**Task statement:** Among the records below, one line contains "e.g. point(101, 195)"; copy that line and all that follow it, exactly as written.

[Excerpts from a dataset]
--------------------------------

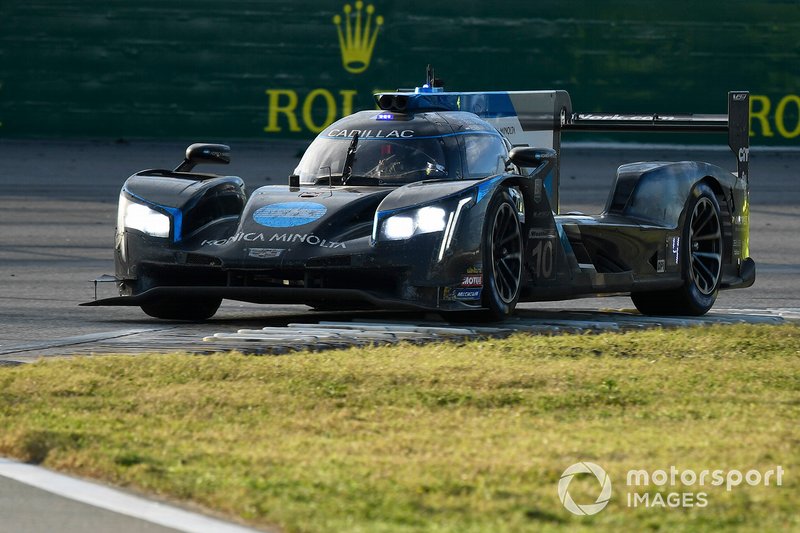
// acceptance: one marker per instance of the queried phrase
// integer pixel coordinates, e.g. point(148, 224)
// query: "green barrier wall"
point(262, 69)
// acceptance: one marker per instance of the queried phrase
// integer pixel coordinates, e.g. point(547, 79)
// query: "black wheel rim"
point(705, 246)
point(506, 253)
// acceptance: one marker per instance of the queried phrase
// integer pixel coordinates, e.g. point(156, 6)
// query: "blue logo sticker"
point(289, 214)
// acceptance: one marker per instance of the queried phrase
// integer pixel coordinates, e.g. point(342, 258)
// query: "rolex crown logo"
point(357, 38)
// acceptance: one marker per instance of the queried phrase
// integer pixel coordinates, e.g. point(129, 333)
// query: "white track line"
point(114, 500)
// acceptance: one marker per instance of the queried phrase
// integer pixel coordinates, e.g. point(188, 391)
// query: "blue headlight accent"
point(177, 222)
point(175, 213)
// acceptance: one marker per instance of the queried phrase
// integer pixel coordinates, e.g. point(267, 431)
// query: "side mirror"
point(526, 156)
point(216, 154)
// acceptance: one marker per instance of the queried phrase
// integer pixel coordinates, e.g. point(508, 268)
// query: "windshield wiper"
point(347, 171)
point(338, 179)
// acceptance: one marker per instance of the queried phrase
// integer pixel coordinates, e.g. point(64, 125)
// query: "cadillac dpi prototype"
point(444, 202)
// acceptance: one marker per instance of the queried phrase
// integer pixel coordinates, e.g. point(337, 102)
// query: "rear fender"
point(656, 192)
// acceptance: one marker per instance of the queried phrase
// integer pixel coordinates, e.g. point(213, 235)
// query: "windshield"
point(381, 160)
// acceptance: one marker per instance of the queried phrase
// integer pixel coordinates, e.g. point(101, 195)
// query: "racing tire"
point(701, 262)
point(194, 310)
point(501, 243)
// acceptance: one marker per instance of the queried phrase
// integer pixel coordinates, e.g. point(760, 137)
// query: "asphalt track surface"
point(57, 213)
point(58, 205)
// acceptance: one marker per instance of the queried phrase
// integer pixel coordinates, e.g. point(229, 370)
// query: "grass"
point(442, 437)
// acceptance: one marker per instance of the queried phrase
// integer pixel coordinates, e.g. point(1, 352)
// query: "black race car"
point(445, 202)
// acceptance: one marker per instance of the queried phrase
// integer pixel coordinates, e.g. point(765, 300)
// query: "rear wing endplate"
point(736, 123)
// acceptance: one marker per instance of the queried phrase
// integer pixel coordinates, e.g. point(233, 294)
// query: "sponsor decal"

--------------------------------

**Written solution:**
// integer pixel coordinates, e.g. point(101, 195)
// query: "racing tire"
point(701, 262)
point(194, 310)
point(501, 243)
// acceptance: one marker per instance of the queried phrase
// integer pixel coordinates, e.g. point(760, 137)
// query: "asphalt track surface"
point(57, 213)
point(58, 205)
// acceptance: one marker per instance of the queried phrase
// integer pixel coordinates, e.g. point(229, 370)
// query: "grass"
point(442, 437)
// acceptance: one marker per instance of the queried phrase
// integer pixel coordinates, e.g. point(1, 352)
// query: "black race car"
point(445, 202)
// acceptance: one marker per instance of the queried phrase
// integer pixel coordinates, e.g. point(765, 300)
// query: "rear wing endplate"
point(736, 123)
// acceptance: one marker per instance of the queried phrase
// integer pixel coordinates, e.g. point(233, 294)
// query: "sponsor decal"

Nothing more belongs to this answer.